_OPDRACHT_:
Schrijf de tekst van de Parkeerverordening Waterland 2017 hieronder volledig en letterlijk over.

Verordening van de gemeenteraad van de gemeente Waterland houdende regels voor parkeren Parkeerverordening Waterland 2017

Geldend van 28-12-2016 t/m heden

Intitulé

Verordening: Parkeerverordening gemeente Waterland 2017

De raad van de gemeente Waterland,

gelezen het voorstel van het college van burgemeester en wethouders van 22 november 2016;

overwegende dat het wenselijk is om een gewijzigde Parkeerverordening vast te stellen in verband met de plaatsing van parkeerautomaten op Marken;

gelet op artikel 149 van de Gemeentewet en artikel 2a van de Wegenverkeerswet 1994,

B E S L U I T :

vast te stellen de navolgende

Verordening: Parkeerverordening gemeente Waterland 2017.

Afdeling I Definities en begripsomschrijvingen

Artikel 1 Definities en begripsomschrijvingen

In deze verordening wordt verstaan onder:

  • a.

_GETOONDE GEGEVENS_:
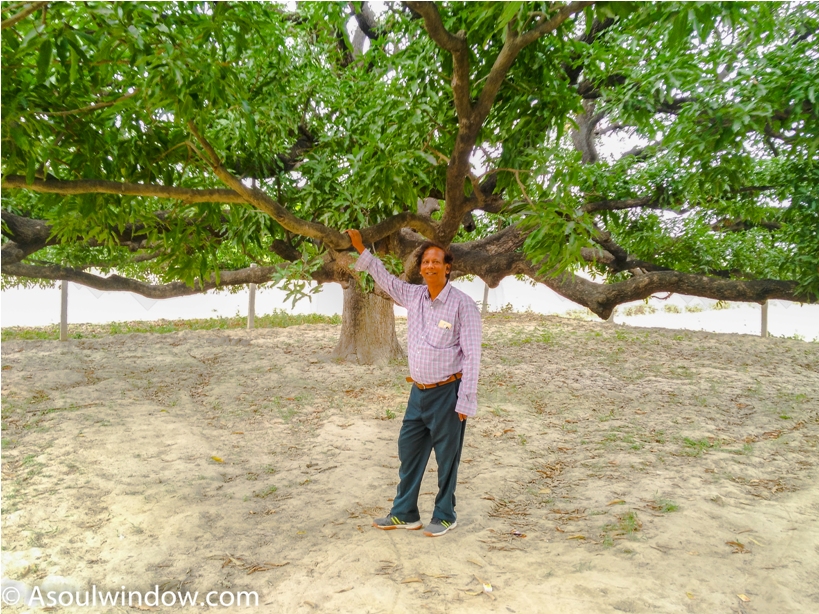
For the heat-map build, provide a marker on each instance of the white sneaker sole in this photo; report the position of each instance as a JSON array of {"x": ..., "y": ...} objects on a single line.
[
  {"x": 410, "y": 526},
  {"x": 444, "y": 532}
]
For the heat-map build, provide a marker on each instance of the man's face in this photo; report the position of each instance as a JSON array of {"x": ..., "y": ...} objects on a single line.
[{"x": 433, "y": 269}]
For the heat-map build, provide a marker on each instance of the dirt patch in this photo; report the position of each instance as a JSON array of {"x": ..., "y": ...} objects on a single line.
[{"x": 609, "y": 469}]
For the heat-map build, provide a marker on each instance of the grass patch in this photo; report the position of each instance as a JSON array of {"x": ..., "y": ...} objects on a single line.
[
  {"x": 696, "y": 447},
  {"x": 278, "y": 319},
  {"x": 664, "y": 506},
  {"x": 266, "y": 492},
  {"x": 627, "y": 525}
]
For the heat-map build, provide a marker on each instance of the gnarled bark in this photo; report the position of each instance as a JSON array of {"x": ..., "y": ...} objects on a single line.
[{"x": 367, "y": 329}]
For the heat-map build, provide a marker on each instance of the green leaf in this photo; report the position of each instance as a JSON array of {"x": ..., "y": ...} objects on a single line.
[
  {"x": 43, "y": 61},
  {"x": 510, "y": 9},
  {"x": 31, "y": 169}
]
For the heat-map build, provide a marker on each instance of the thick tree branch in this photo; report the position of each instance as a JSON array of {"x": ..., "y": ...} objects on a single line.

_ANTWOORD_:
Verordening van de gemeenteraad van de gemeente Waterland houdende regels voor parkeren Parkeerverordening Waterland 2017

Geldend van 28-12-2016 t/m heden

Intitulé

Verordening: Parkeerverordening gemeente Waterland 2017

De raad van de gemeente Waterland,

gelezen het voorstel van het college van burgemeester en wethouders van 22 november 2016;

overwegende dat het wenselijk is om een gewijzigde Parkeerverordening vast te stellen in verband met de plaatsing van parkeerautomaten op Marken;

gelet op artikel 149 van de Gemeentewet en artikel 2a van de Wegenverkeerswet 1994,

B E S L U I T :

vast te stellen de navolgende

Verordening: Parkeerverordening gemeente Waterland 2017.

Afdeling I Definities en begripsomschrijvingen

Artikel 1 Definities en begripsomschrijvingen

In deze verordening wordt verstaan onder:

  • a.